Photo-based referring expression data
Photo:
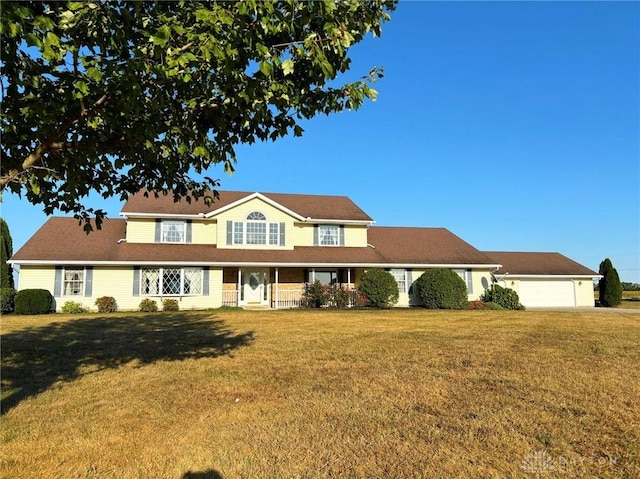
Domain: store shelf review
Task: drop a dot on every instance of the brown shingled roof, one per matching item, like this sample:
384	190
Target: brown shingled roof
62	240
309	206
526	263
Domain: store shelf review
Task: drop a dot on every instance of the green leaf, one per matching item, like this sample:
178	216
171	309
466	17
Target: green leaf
161	37
287	66
34	184
266	68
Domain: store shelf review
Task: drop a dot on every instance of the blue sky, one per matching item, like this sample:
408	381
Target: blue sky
516	125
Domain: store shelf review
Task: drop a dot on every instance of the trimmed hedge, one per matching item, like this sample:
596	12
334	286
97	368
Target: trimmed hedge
507	298
379	288
148	306
33	301
106	304
170	305
73	307
441	288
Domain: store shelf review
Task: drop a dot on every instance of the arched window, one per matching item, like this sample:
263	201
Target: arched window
256	216
256	228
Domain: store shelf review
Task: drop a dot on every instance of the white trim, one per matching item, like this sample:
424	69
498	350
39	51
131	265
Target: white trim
338	222
268	264
161	216
250	197
546	276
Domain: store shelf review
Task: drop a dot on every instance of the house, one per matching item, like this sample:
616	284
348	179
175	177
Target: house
545	279
246	249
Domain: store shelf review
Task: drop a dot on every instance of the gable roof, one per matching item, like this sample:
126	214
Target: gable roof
63	241
542	264
316	207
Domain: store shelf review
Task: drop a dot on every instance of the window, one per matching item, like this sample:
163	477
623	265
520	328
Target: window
171	281
400	275
465	274
73	282
173	231
328	235
274	233
256	231
325	277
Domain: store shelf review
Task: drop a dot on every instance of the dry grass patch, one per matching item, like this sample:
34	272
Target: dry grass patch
401	393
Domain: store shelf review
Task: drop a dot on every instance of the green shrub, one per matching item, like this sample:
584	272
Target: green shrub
170	305
441	288
72	307
379	288
33	301
148	306
609	286
106	304
314	295
7	297
507	298
476	305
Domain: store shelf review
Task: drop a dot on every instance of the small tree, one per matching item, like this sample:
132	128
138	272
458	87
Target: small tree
609	286
379	288
6	251
441	288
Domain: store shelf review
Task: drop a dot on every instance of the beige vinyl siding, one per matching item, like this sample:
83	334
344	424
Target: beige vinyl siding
141	230
204	232
584	292
144	231
36	277
354	236
118	283
239	214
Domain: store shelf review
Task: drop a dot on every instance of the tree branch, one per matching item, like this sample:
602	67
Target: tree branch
51	144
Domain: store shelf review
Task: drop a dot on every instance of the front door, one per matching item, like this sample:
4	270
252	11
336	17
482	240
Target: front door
256	286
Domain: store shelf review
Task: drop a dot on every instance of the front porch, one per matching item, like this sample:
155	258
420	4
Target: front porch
278	288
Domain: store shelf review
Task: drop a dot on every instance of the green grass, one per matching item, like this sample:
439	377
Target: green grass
401	393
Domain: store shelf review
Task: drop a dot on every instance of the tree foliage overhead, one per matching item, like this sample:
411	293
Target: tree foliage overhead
6	251
115	97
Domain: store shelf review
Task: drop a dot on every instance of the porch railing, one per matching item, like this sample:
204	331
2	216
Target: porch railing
230	297
289	298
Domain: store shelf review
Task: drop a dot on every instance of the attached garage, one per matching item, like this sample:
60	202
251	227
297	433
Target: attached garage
547	292
545	279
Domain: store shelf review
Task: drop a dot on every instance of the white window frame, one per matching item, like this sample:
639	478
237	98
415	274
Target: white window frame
68	282
400	275
328	235
256	230
173	227
467	277
158	277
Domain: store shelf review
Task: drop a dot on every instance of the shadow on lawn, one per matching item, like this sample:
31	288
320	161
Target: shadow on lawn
34	359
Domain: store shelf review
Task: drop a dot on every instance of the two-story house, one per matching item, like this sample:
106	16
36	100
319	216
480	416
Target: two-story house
245	249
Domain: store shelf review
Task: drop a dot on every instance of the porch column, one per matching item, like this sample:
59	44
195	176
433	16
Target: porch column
277	275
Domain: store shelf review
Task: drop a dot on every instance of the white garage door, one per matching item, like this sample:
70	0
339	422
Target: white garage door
547	293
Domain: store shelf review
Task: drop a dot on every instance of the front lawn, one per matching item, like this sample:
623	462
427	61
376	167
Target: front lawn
310	394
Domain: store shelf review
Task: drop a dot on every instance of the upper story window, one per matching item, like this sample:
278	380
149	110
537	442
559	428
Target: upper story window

■ Task directions: Set down exactly the lines that begin with the one containing "Target: shadow on lawn" and end with the last line above, and no others.

■ Result:
Target: shadow on lawn
34	359
Domain: store shelf review
Task: drop a dot on every instance of the two-story house, one per matching item, like this sample:
106	16
36	100
319	216
480	416
Target: two-story house
245	249
Domain: store shelf review
Task: drop a dot on every instance of the porch column, one per matching item, like this sample:
59	44
195	176
433	16
Target: porch column
277	275
Domain: store shelf review
Task: drop a dot on every instance of the white garage door, one per matching item, like this sample:
70	0
339	422
Target: white garage door
547	293
Domain: store shelf review
Task: drop a dot on every instance of the front lawn, one per matching item, like this sample:
623	462
427	61
376	167
Target: front lawn
310	394
Domain: store shelf review
Task: drop a dot on every instance of the upper story window, one per matching item, like this sample:
278	380
149	110
537	442
559	428
Target: upper story window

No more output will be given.